A huge number of North Koreans including leader Kim Jong Un attended a funeral for a top official, state media reported Monday, as the country maintained the disputed claim that its suspected coronavirus outbreak is subsiding. Since admitting earlier this month to an outbreak, North Korea has only stated how many people have fevers daily and identified just a fraction of the cases as COVID-19, per the AP. State media said Monday that 2.8 million people have fallen ill due to an unidentified fever but only 68 of them died since late April. North Korea has limited testing capability for that many sick people; some experts say it may be underreporting mortalities to protect Kim from political damage.
The official Korean Central News Agency said Kim attended the funeral Sunday of Hyon Chol Hae, a People’s Army marshal who played a key role in grooming him as the country’s next leader before Kim’s father, Kim Jong Il, died in 2011. In one of the country’s biggest state funerals since his father's death, a bare-faced Kim Jong Un carried Hyon’s coffin with top officials who wore masks. Kim and hundreds of masked soldiers and officials also deeply bowed before Hyon’s grave at the national cemetery. State TV earlier showed thousands of other masked soldiers clad in olive-green uniforms gathered at a Pyongyang plaza.
KCNA quoted Kim as saying that “the name of Hyon Chol Hae would be always remembered along with the august name of Kim Jong Il." He wept when he visited a mourning station established for Hyon last week. During Sunday’s funeral, most people, except for Kim Jong Un and honor guards, wore masks. The North’s ongoing outbreak was likely caused by an April 25 military parade that drew large crowds of unmasked people. Experts suspect COVID cases have since skyrocketed, but the country has shunned outside assistance.

+---+

Check your understanding:
1) List every person the news report about the funeral names.
2) Answer these questions from the news report about the funeral:
(a) According to state media on Monday, how many people have fallen ill from an unidentified fever?
(b) In what year did Kim Jong Il die?
(c) What event likely caused the North's ongoing outbreak?
3) In one to three sentences, state why some experts say North Korea may be underreporting deaths, according to the news report about the funeral.

Data listing:

+---+

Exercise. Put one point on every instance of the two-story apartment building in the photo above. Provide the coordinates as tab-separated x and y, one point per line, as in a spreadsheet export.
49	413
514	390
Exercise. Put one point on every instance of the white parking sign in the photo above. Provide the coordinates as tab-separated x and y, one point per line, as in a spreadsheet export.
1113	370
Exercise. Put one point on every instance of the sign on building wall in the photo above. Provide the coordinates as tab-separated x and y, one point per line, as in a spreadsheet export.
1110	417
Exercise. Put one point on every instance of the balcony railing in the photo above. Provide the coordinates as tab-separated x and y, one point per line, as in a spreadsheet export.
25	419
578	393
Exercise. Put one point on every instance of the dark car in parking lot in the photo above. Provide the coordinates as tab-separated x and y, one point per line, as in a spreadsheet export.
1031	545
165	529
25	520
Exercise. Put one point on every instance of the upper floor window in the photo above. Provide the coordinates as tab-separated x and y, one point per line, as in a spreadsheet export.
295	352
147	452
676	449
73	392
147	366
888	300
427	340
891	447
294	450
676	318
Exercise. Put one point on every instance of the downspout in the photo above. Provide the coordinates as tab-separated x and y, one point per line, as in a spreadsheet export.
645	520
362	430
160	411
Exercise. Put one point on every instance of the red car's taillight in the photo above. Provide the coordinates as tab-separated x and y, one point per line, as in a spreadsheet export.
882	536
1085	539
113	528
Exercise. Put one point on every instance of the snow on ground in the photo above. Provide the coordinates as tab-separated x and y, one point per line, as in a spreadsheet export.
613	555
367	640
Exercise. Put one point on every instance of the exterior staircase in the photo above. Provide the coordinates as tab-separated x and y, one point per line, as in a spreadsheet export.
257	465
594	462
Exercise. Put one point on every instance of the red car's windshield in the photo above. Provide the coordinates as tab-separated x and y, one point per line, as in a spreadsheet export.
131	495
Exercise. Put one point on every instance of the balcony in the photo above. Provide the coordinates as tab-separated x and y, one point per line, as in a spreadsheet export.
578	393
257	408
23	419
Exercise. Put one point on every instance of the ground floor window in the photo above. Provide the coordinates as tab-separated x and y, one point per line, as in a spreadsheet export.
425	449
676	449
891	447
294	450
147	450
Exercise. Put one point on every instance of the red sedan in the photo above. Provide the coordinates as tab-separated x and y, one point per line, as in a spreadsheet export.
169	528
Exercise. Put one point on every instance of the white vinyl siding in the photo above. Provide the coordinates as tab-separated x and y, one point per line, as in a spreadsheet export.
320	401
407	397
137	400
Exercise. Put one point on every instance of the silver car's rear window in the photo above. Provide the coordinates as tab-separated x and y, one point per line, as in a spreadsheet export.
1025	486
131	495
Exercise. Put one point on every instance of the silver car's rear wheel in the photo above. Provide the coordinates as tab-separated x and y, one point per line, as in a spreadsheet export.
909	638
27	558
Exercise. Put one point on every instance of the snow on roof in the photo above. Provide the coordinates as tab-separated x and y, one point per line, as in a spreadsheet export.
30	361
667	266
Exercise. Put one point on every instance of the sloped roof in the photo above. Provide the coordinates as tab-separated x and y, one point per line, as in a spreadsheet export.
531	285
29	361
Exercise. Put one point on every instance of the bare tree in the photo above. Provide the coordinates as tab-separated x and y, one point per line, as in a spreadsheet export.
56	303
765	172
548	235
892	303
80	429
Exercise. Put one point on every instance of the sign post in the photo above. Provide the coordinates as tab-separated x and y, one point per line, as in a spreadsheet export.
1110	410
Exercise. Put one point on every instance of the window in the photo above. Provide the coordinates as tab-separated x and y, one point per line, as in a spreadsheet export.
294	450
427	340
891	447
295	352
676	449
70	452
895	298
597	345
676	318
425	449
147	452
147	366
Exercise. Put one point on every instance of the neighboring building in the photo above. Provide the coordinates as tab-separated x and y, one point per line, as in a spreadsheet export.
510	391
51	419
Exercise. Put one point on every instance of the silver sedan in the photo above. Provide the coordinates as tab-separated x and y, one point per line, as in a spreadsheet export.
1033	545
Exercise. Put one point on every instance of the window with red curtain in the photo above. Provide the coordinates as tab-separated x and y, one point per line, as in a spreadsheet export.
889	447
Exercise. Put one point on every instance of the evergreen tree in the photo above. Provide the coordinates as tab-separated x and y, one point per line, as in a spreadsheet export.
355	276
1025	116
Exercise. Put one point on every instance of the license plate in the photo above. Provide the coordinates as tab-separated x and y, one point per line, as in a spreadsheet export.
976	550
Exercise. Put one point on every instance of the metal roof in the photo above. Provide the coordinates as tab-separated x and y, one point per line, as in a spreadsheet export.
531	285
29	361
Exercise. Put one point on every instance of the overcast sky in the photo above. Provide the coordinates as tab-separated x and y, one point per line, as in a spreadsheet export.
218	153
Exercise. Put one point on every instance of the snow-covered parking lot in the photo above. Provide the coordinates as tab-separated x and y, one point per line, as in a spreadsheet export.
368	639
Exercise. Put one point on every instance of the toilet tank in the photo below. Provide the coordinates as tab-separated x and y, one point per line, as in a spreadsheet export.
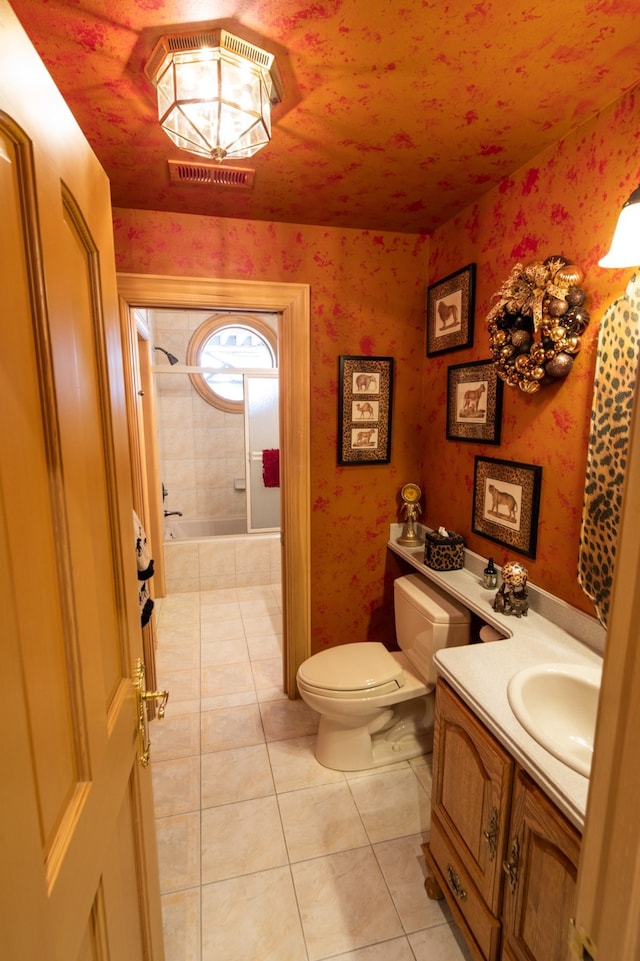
426	621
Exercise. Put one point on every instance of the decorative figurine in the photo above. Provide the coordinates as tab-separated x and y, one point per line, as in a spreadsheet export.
490	578
512	598
411	509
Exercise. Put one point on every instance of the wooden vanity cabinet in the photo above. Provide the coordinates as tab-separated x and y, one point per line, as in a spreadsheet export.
540	888
499	851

+---+

Results for the exercise:
1) Kim Jong Un, Hyon Chol Hae, Kim Jong Il

2)
(a) 2.8 million people
(b) 2011
(c) An April 25 military parade that drew large crowds of unmasked people

3) Some experts say North Korea may be underreporting deaths to protect Kim from political damage.